- _PROBLEM STATEMENT_
Beginning with the line that contains "box: [166, 27, 200, 43]", reproduce the remaining lines of the material exactly, up to and including the last one, but no pictures.
:: INPUT ::
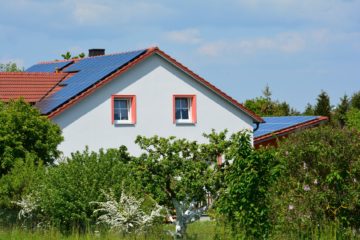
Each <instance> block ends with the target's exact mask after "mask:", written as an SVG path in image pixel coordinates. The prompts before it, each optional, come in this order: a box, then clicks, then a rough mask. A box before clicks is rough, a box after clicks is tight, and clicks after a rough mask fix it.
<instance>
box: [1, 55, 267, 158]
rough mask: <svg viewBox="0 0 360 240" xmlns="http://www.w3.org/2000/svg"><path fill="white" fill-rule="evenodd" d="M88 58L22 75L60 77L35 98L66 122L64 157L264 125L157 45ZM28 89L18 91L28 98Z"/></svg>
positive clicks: (25, 79)
mask: <svg viewBox="0 0 360 240" xmlns="http://www.w3.org/2000/svg"><path fill="white" fill-rule="evenodd" d="M89 55H90V57H88V58H84V59H77V60H68V61H54V62H44V63H39V64H36V65H34V66H32V67H30V68H29V69H28V70H27V71H26V72H25V73H22V74H23V79H24V81H27V84H30V83H31V81H29V78H30V79H32V81H35V82H36V81H37V79H39V78H42V77H43V76H46V77H43V78H44V79H48V78H51V79H53V81H54V82H55V83H54V84H53V85H52V86H51V87H48V88H46V91H45V93H43V94H39V96H37V97H33V99H32V101H33V102H34V104H35V106H37V107H38V108H39V109H40V110H41V112H42V113H43V114H46V115H48V116H49V118H51V119H52V120H53V121H54V122H55V123H57V124H58V125H59V126H60V127H61V129H62V131H63V136H64V138H65V140H64V142H63V143H62V144H61V145H60V150H61V151H63V153H64V154H65V155H69V154H70V153H71V152H74V151H76V150H83V149H84V148H85V146H88V147H89V149H90V150H98V149H100V148H117V147H119V146H120V145H125V146H127V147H128V149H129V151H130V152H131V153H133V154H138V153H139V151H140V149H139V148H138V146H137V145H135V143H134V140H135V138H136V136H137V135H145V136H149V137H150V136H153V135H159V136H163V137H168V136H176V137H179V138H187V139H190V140H197V141H199V142H202V141H204V140H205V139H204V138H203V136H202V134H203V133H208V132H210V131H211V129H215V130H217V131H221V130H224V129H228V130H229V132H236V131H239V130H244V129H247V130H250V131H252V130H253V124H254V123H256V124H258V123H261V122H263V120H262V118H260V117H259V116H257V115H256V114H254V113H253V112H251V111H250V110H248V109H246V108H245V107H244V106H243V105H242V104H240V103H238V102H237V101H236V100H234V99H233V98H231V97H230V96H228V95H227V94H225V93H224V92H222V91H221V90H219V89H218V88H216V87H215V86H213V85H212V84H210V83H209V82H207V81H206V80H205V79H203V78H201V77H200V76H198V75H196V74H195V73H194V72H192V71H191V70H189V69H188V68H186V67H185V66H183V65H182V64H181V63H179V62H177V61H176V60H175V59H173V58H172V57H170V56H169V55H167V54H166V53H164V52H163V51H161V50H160V49H158V48H149V49H144V50H139V51H133V52H126V53H119V54H111V55H103V50H99V49H96V50H95V49H93V50H90V52H89ZM94 55H95V56H94ZM35 72H38V73H35ZM39 72H40V73H39ZM36 74H37V75H38V76H39V77H36V76H35V75H36ZM29 76H30V77H29ZM1 79H2V77H1V75H0V81H1ZM26 79H27V80H26ZM34 79H35V80H34ZM54 79H55V80H54ZM44 81H45V80H44ZM45 82H46V81H45ZM47 82H49V81H48V80H47ZM38 85H39V84H38ZM38 85H37V86H38ZM49 85H51V84H49ZM10 88H11V86H10ZM29 89H32V88H31V87H29ZM35 89H36V86H35ZM44 89H45V88H44ZM37 92H39V91H37ZM1 94H2V95H1ZM29 94H30V93H29V91H28V92H22V93H18V95H22V96H25V98H26V96H29ZM5 95H6V90H3V91H2V90H0V98H2V99H6V98H9V97H5Z"/></svg>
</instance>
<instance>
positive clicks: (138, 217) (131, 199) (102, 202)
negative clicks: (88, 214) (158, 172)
mask: <svg viewBox="0 0 360 240" xmlns="http://www.w3.org/2000/svg"><path fill="white" fill-rule="evenodd" d="M104 195H105V197H106V200H107V201H106V202H92V203H93V204H97V205H98V208H97V209H96V210H95V211H94V213H101V215H100V216H99V217H98V219H97V224H100V223H105V224H107V225H109V226H110V228H111V229H112V230H114V231H119V232H125V233H130V232H136V233H137V232H141V231H143V230H144V229H145V228H147V227H149V226H151V225H152V224H153V223H154V220H155V219H156V218H157V217H160V216H162V214H161V210H162V209H163V207H161V206H159V205H158V204H156V206H155V207H154V209H153V210H152V211H151V213H150V214H146V213H145V212H144V211H143V210H142V209H141V204H142V203H143V201H144V200H143V199H136V198H135V197H133V196H130V195H127V194H125V193H124V192H123V193H122V194H121V197H120V199H119V201H117V200H116V199H115V197H114V194H113V193H112V192H110V193H109V194H107V193H104Z"/></svg>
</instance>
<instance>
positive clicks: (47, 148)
mask: <svg viewBox="0 0 360 240" xmlns="http://www.w3.org/2000/svg"><path fill="white" fill-rule="evenodd" d="M62 140H63V137H62V136H61V130H60V128H59V126H58V125H56V124H54V123H52V122H51V121H50V120H49V119H48V118H47V117H46V116H41V114H40V112H39V111H38V110H37V109H36V108H34V107H32V106H31V105H30V104H28V103H26V102H25V101H24V100H22V99H20V100H16V101H13V100H12V101H10V102H9V103H7V104H4V103H2V102H0V177H1V176H2V175H4V174H6V173H8V172H9V171H10V169H11V168H12V167H13V166H14V164H15V163H16V161H19V160H24V159H25V158H26V157H27V156H31V158H33V159H34V161H35V164H36V163H38V162H39V161H42V162H43V163H44V164H45V165H47V164H52V163H53V161H54V160H55V159H56V158H57V157H59V154H60V152H59V151H58V150H57V146H58V145H59V144H60V142H61V141H62Z"/></svg>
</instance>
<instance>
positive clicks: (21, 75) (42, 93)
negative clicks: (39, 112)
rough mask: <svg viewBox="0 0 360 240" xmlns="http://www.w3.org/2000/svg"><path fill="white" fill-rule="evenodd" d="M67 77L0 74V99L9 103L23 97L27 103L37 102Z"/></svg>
mask: <svg viewBox="0 0 360 240" xmlns="http://www.w3.org/2000/svg"><path fill="white" fill-rule="evenodd" d="M67 75H68V74H67V73H30V72H12V73H9V72H0V99H1V100H2V101H9V100H10V99H17V98H19V97H23V98H24V99H25V100H26V101H27V102H32V103H34V102H38V101H39V100H40V99H41V98H43V97H44V96H45V95H47V94H48V93H49V92H51V91H52V90H53V88H55V87H56V85H57V84H58V83H59V82H60V81H61V80H62V79H64V78H65V77H66V76H67Z"/></svg>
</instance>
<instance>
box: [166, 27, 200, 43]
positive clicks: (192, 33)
mask: <svg viewBox="0 0 360 240" xmlns="http://www.w3.org/2000/svg"><path fill="white" fill-rule="evenodd" d="M166 37H167V39H169V40H171V41H173V42H176V43H185V44H196V43H200V42H201V41H202V39H201V37H200V32H199V30H198V29H196V28H188V29H183V30H179V31H171V32H168V33H166Z"/></svg>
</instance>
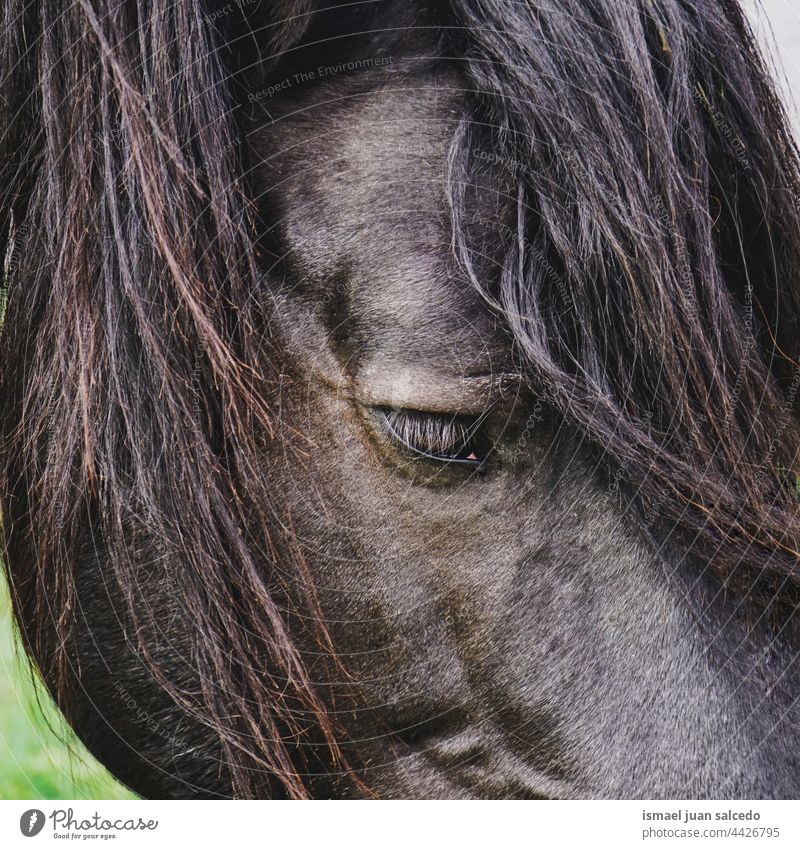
:::
- _REPLY TO THE EXERCISE_
box: [166, 27, 200, 43]
positive clicks: (192, 33)
mask: <svg viewBox="0 0 360 240" xmlns="http://www.w3.org/2000/svg"><path fill="white" fill-rule="evenodd" d="M166 37H167V39H169V40H171V41H173V42H176V43H185V44H196V43H200V42H201V41H202V39H201V37H200V32H199V30H198V29H196V28H188V29H183V30H179V31H171V32H168V33H166Z"/></svg>
</instance>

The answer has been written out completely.